DATA IN THIS EXERCISE:
:::

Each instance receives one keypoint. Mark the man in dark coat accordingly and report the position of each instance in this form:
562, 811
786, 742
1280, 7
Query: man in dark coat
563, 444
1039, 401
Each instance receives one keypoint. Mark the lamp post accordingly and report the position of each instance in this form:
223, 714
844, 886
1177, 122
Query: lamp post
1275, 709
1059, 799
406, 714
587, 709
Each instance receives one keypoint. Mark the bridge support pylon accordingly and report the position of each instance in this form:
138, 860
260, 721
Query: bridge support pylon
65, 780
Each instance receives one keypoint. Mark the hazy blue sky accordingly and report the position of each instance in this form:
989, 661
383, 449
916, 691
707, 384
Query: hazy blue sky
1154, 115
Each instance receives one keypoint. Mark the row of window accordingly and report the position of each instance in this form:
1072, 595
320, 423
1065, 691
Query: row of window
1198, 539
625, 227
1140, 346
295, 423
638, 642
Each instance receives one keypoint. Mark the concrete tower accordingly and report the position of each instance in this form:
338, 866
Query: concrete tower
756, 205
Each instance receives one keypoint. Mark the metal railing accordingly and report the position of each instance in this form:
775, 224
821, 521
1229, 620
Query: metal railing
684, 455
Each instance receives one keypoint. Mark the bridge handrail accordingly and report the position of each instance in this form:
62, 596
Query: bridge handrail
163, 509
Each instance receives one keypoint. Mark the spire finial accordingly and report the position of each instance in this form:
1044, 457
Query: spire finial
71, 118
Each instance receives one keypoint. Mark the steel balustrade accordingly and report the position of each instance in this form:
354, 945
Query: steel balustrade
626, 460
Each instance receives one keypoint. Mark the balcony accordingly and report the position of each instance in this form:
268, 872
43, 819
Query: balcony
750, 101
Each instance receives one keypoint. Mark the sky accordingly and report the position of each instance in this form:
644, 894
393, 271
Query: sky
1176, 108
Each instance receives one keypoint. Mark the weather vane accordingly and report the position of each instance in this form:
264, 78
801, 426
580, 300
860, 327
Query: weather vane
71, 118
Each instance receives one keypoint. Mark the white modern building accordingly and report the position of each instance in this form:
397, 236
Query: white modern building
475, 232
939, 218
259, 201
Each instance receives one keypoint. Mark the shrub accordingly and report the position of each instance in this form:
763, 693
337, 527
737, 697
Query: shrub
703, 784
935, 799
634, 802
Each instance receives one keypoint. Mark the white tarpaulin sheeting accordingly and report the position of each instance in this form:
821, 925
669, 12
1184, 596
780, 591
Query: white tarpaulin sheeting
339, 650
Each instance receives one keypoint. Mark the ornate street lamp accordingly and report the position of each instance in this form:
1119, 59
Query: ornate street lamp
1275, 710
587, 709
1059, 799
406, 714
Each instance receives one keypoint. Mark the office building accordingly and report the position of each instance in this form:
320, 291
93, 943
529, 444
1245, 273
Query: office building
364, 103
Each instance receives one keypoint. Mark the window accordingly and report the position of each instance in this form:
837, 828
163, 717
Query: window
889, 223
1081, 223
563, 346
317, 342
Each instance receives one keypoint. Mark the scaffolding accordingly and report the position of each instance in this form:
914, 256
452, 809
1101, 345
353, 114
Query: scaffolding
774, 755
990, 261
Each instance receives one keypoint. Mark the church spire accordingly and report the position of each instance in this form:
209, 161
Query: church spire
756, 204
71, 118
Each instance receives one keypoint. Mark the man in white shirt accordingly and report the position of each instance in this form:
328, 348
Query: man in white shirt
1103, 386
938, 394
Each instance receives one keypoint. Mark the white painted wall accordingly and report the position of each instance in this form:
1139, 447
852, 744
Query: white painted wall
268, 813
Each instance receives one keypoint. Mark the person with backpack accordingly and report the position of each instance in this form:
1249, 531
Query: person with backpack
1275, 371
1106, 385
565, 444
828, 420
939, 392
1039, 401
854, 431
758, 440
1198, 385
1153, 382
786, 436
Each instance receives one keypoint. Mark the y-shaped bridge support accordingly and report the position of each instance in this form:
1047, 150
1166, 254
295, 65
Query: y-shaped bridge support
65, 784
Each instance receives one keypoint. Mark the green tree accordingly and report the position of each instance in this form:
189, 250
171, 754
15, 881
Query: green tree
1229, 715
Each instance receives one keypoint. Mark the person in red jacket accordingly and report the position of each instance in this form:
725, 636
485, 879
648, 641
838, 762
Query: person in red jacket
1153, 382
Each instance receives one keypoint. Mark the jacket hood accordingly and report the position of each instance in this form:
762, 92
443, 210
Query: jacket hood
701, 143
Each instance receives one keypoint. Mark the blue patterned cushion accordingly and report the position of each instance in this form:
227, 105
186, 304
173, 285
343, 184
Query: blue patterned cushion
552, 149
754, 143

:::

SHORT TASK: Copy out every one of the lines above, word for word and in the same order, leaving nothing out.

OUTPUT OF THE TASK:
Each instance receives one keypoint. Mark the man in dark coat accordingly and report the position of each instance in this form:
562, 811
786, 742
1280, 7
Query: man in dark coat
563, 444
1039, 401
Each instance receives one keypoint. Mark the lamp post accordingly and report the position of each instance in this form:
223, 714
844, 886
1177, 122
Query: lamp post
1275, 709
1059, 799
406, 714
587, 709
Each instance receives one keypoint. Mark the bridge support pylon accordingly and report the position of each instance in this form:
138, 860
260, 721
Query: bridge support pylon
65, 780
Each instance receives one keypoint. Mark the hazy blue sky accordingly and report the position of each instance in this form:
989, 661
383, 449
916, 691
707, 384
Query: hazy blue sky
1154, 115
Each instance receives one keypoint. Mark the row of window accordingly and report the position of each instance in this form:
1072, 595
320, 423
1065, 691
Query: row of window
1198, 539
625, 227
1140, 346
295, 423
638, 642
Each instance receives one keypoint. Mark the concrete tower accordingly and report the position of each instance in this form:
338, 866
Query: concrete tower
756, 205
Each instance receives one keypoint. Mark the metal railing accordingly and report the position of each instance in this form:
775, 224
821, 521
1229, 620
Query: metal railing
684, 455
Each instance receives one keypoint. Mark the bridge handrail accordingly and report the position of each instance in this form:
62, 596
Query: bridge handrail
163, 509
Each instance receives one keypoint. Mark the spire finial accordingly and report the position of each instance in this form:
1044, 457
Query: spire finial
71, 118
Each instance receives one keypoint. Mark the steel balustrade accordingly and report the position of each instance in this form:
354, 945
Query: steel balustrade
626, 460
Each instance receives one keypoint. Mark the balcony accordingly and report the position of each instance in this form:
268, 872
43, 819
Query: balcony
750, 101
Each instance receives one keypoint. Mark the sky accordingly and report the position of each instance in this form:
644, 894
393, 271
Query: sky
1176, 108
Each instance receives one keypoint. Mark the weather vane accordingly and report the position of each instance in this form:
264, 78
801, 426
580, 300
860, 327
Query: weather vane
71, 118
Each instance receives one keypoint. Mark the white modern building accordingly and report the position of each instance in this form:
397, 236
Query: white modern building
475, 232
939, 218
259, 201
Each instance receives one keypoint. Mark the shrub accordingly and report the position of each instance in this form:
763, 693
337, 527
737, 697
Query: shrub
703, 784
935, 799
634, 802
Each instance receives one keypoint. Mark the white tarpaulin sheeting accordingly and report the position of each instance in this form:
821, 925
669, 12
1184, 596
780, 591
Query: white tarpaulin sheeting
339, 650
Each instance receives one keypoint. Mark the ornate street lamp accordingly and report the position of each instance in this form:
1119, 59
Query: ornate street lamp
1275, 710
587, 709
1059, 799
406, 714
Each instance receives one keypoint. Mark the office building accordingly and report the position of each instance in this form:
320, 291
93, 943
529, 444
1245, 273
Query: office building
364, 103
Each instance receives one keypoint. Mark the window accordingly and report the position of each instance in this form:
837, 828
163, 717
Query: window
889, 223
1081, 223
563, 346
317, 342
Each instance receives one keypoint. Mark the scaffolding accordingly and report the position of each instance in this form:
914, 256
452, 809
1101, 345
353, 114
Query: scaffolding
774, 755
990, 261
Each instance receives one keypoint. Mark the church spire accordingly and report the position of each instance in this form:
209, 161
Query: church spire
756, 204
71, 118
Each instance receives one keypoint. Mark the man in white shirt accordingly and report the position of each instance in this form:
328, 348
Query: man in white shirt
1103, 386
938, 394
Each instance receives one keypoint. Mark the white painted wall accordingly and report the position of each instance in this form:
1139, 447
852, 744
Query: white painted wall
268, 813
Each instance receives one keypoint. Mark the person with backpack accordingly and report the position of each instance in this form:
1249, 531
Query: person with backpack
1275, 371
1106, 385
565, 444
828, 420
939, 392
1039, 401
854, 431
758, 440
1198, 385
1153, 382
786, 436
Each instance receives one keypoint. Mark the y-shaped bridge support accordingly and report the position of each instance in this form:
1047, 150
1166, 254
295, 65
Query: y-shaped bridge support
65, 784
Each instance receives one keypoint. Mark the green tree accordingly and report the position of each instance in this form:
189, 250
171, 754
15, 881
Query: green tree
1229, 715
Each instance receives one keypoint. Mark the person in red jacket accordingly and report the position of each instance in this form:
725, 636
485, 879
648, 641
838, 762
Query: person in red jacket
1153, 382
Each instance receives one keypoint. Mark the jacket hood accordingly and report the position of each instance in this form:
762, 92
443, 210
Query: jacket hood
701, 143
Each instance receives one keypoint. Mark the blue patterned cushion accordingly and report the position of each instance in this form:
227, 105
186, 304
173, 285
343, 184
Query: blue patterned cushion
552, 149
754, 143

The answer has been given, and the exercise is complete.